╔══

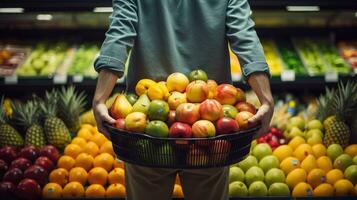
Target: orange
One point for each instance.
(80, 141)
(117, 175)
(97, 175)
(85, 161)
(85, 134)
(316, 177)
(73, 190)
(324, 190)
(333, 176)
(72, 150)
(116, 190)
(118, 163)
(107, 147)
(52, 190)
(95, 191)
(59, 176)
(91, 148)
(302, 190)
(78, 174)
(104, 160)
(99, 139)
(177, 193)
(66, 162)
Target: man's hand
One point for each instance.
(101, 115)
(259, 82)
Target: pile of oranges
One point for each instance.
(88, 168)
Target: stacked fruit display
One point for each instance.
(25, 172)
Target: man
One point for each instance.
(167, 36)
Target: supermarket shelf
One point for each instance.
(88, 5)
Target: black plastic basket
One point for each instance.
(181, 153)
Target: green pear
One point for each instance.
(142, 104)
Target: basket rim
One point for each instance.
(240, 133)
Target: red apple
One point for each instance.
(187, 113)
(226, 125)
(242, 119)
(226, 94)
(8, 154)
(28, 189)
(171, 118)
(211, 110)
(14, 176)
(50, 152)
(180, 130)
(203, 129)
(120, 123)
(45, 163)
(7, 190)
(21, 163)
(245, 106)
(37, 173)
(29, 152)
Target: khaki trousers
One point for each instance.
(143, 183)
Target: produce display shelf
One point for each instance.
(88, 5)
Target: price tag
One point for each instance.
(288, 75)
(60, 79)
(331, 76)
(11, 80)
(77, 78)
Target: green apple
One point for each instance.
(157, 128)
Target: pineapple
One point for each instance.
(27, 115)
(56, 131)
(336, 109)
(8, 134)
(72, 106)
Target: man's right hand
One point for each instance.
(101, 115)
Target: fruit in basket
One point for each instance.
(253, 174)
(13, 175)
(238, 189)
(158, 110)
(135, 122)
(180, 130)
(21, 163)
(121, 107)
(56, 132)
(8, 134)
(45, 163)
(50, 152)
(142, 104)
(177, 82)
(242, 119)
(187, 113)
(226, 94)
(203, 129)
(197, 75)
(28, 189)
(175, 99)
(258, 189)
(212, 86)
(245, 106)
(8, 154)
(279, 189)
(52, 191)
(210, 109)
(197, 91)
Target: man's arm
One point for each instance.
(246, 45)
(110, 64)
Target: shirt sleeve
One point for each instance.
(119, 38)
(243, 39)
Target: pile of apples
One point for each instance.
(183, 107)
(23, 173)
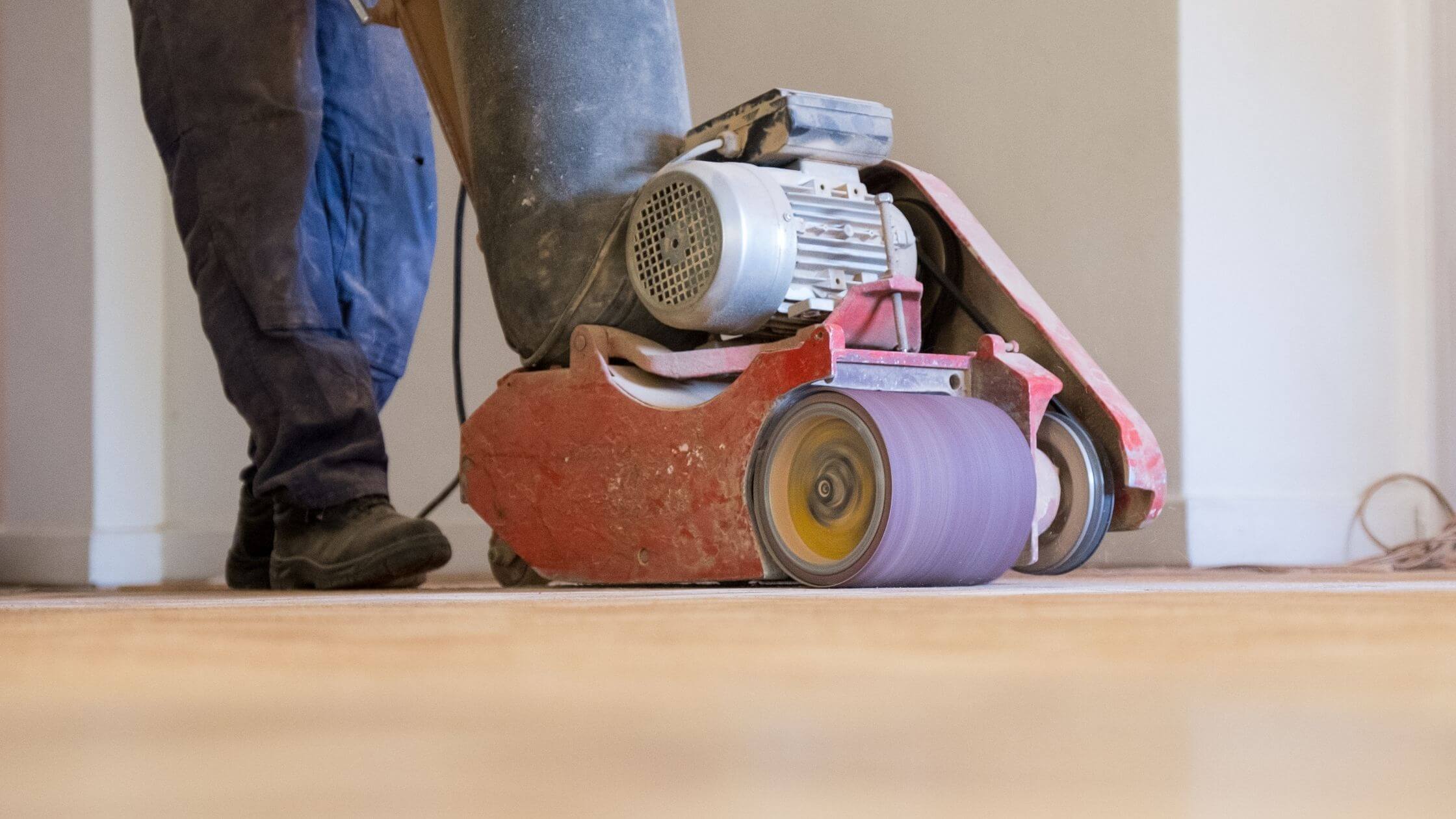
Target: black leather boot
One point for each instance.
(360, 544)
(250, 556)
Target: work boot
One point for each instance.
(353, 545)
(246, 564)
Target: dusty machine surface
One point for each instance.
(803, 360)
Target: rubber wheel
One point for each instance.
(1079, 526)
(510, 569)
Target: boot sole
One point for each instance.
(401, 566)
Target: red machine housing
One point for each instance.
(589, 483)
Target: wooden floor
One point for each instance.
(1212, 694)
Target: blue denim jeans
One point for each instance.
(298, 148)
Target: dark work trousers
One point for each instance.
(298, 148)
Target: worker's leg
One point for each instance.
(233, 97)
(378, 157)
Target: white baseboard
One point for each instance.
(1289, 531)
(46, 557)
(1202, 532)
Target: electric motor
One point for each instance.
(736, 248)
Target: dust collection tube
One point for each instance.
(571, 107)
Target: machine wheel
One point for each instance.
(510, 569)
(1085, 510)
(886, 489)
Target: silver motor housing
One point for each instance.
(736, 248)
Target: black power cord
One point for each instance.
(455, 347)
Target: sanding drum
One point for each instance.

╚══

An exact copy of the entries, minus the pictures, is what to return.

> Exercise answer
Target: orange
One point for each instance.
(80, 141)
(117, 175)
(97, 175)
(85, 161)
(85, 134)
(316, 177)
(73, 190)
(324, 190)
(333, 176)
(72, 150)
(116, 190)
(118, 163)
(107, 147)
(52, 190)
(95, 191)
(59, 176)
(91, 148)
(302, 190)
(78, 174)
(104, 160)
(99, 139)
(177, 193)
(66, 162)
Target: man's hand
One point for each instance.
(101, 115)
(259, 82)
Target: pile of oranges
One point for each instance.
(88, 168)
Target: stacked fruit display
One point for each instance.
(25, 172)
Target: man
One point for each instance.
(167, 36)
Target: supermarket shelf
One point for each instance.
(88, 5)
Target: black plastic basket
One point for each instance.
(181, 153)
Target: green pear
One point for each instance.
(142, 104)
Target: basket rim
One point for each instance.
(240, 133)
Target: red apple
One point for each instance.
(187, 113)
(226, 125)
(242, 119)
(226, 94)
(8, 154)
(28, 189)
(171, 118)
(211, 110)
(14, 176)
(50, 152)
(180, 130)
(203, 129)
(120, 123)
(45, 163)
(7, 190)
(21, 163)
(245, 106)
(37, 173)
(29, 152)
Target: khaki trousers
One point for each instance.
(143, 183)
Target: produce display shelf
One point for each instance.
(88, 5)
Target: price tag
One point for each instance.
(288, 75)
(60, 79)
(331, 76)
(11, 80)
(77, 78)
Target: green apple
One point for each instance.
(157, 128)
Target: pineapple
One point for each instance.
(27, 115)
(56, 131)
(336, 109)
(8, 134)
(72, 106)
Target: man's right hand
One point for each instance.
(101, 115)
Target: fruit in basket
One point for each instance.
(253, 174)
(13, 175)
(238, 189)
(158, 110)
(135, 122)
(180, 130)
(21, 163)
(121, 107)
(56, 132)
(8, 134)
(45, 163)
(50, 152)
(142, 104)
(177, 82)
(242, 119)
(187, 113)
(226, 94)
(203, 129)
(197, 75)
(28, 189)
(175, 99)
(258, 189)
(212, 86)
(245, 106)
(8, 154)
(279, 189)
(52, 191)
(210, 109)
(197, 91)
Target: man's arm
One point for each instance.
(246, 45)
(110, 64)
Target: shirt sleeve
One point for each instance.
(119, 38)
(243, 39)
Target: pile of apples
One point for each instance.
(183, 107)
(23, 173)
Target: black leather boot
One point for each instance.
(360, 544)
(250, 556)
Target: work boot
One point for each instance.
(353, 545)
(246, 564)
Target: dusty machine surface
One point for each instance.
(803, 360)
Target: rubber wheel
One point for each instance.
(1079, 526)
(510, 569)
Target: boot sole
One point for each instance.
(401, 566)
Target: red machine housing
One point for each instance.
(589, 483)
Target: wooden floor
One point for each instance.
(1212, 694)
Target: blue denim jeans
One point for each instance.
(298, 148)
Target: dark work trousers
One point for each instance.
(298, 148)
Target: worker's leg
One point for each instance.
(233, 97)
(378, 157)
Target: white baseboard
One point for each instance.
(1289, 531)
(46, 557)
(1202, 532)
Target: electric motor
One point for each instance.
(736, 248)
Target: dust collection tube
One point for each instance.
(571, 107)
Target: machine wheel
One point for each instance.
(510, 569)
(1085, 510)
(886, 489)
Target: silver motor housing
One point for each instance.
(736, 248)
Target: black power cord
One point for each instance.
(455, 347)
Target: sanding drum
One point for each instance.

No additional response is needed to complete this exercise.